→ **Requirement**: Set the entries below down again, please. Match them exactly.

[Opening Working data section]

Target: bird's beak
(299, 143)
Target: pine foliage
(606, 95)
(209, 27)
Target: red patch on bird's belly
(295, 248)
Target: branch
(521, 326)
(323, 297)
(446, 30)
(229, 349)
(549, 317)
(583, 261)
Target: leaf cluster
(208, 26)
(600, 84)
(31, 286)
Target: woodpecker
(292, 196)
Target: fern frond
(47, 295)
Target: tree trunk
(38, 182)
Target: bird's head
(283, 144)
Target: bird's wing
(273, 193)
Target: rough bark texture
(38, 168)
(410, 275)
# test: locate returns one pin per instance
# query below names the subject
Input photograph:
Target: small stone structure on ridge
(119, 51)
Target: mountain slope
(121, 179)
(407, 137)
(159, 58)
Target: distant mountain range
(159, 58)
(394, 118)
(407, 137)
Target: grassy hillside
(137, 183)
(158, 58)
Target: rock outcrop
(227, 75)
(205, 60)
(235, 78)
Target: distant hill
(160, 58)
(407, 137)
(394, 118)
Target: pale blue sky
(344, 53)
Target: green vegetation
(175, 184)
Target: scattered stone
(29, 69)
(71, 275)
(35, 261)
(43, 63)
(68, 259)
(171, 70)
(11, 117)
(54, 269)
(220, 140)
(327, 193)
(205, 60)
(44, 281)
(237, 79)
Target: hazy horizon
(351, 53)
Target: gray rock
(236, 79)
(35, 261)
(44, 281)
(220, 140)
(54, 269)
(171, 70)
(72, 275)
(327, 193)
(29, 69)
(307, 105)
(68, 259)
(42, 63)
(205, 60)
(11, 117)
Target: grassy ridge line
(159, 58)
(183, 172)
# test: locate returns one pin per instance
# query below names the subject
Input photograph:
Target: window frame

[Closing Working data section]

→ **Solved exercise**:
Target: bird's beak
(299, 143)
Target: pine foliage
(606, 95)
(209, 27)
Target: red patch on bird's belly
(295, 248)
Target: branch
(521, 326)
(323, 297)
(446, 30)
(229, 349)
(549, 317)
(583, 261)
Target: leaf cluster
(208, 26)
(600, 84)
(31, 286)
Target: woodpecker
(292, 196)
Target: fern frond
(47, 295)
Target: tree trunk
(38, 182)
Target: bird's head
(283, 144)
Target: bird's wing
(273, 193)
Target: rough bark texture
(38, 168)
(410, 275)
# test: locate returns one pin per instance
# query below names the subject
Input photograph:
Target: small stone structure on ridge
(119, 51)
Target: mountain slope
(121, 179)
(407, 137)
(159, 58)
Target: distant mountain range
(159, 58)
(394, 118)
(407, 137)
Target: grassy hillside
(137, 183)
(158, 58)
Target: rock outcrop
(227, 75)
(205, 60)
(235, 78)
Target: distant hill
(160, 58)
(407, 137)
(394, 118)
Target: pale blue sky
(344, 53)
Target: green vegetation
(175, 184)
Target: scattered stone
(29, 69)
(71, 275)
(35, 261)
(43, 63)
(68, 259)
(171, 70)
(11, 117)
(54, 269)
(220, 140)
(327, 193)
(205, 60)
(44, 281)
(237, 79)
Target: hazy horizon
(351, 53)
Target: gray rock
(236, 79)
(35, 261)
(44, 281)
(220, 140)
(54, 269)
(171, 70)
(72, 275)
(327, 193)
(29, 69)
(307, 105)
(68, 259)
(42, 63)
(205, 60)
(11, 117)
Target: grassy ridge line
(159, 58)
(183, 172)
# test: locate returns one pin per instance
# query below names the subject
Input photograph:
Target: window frame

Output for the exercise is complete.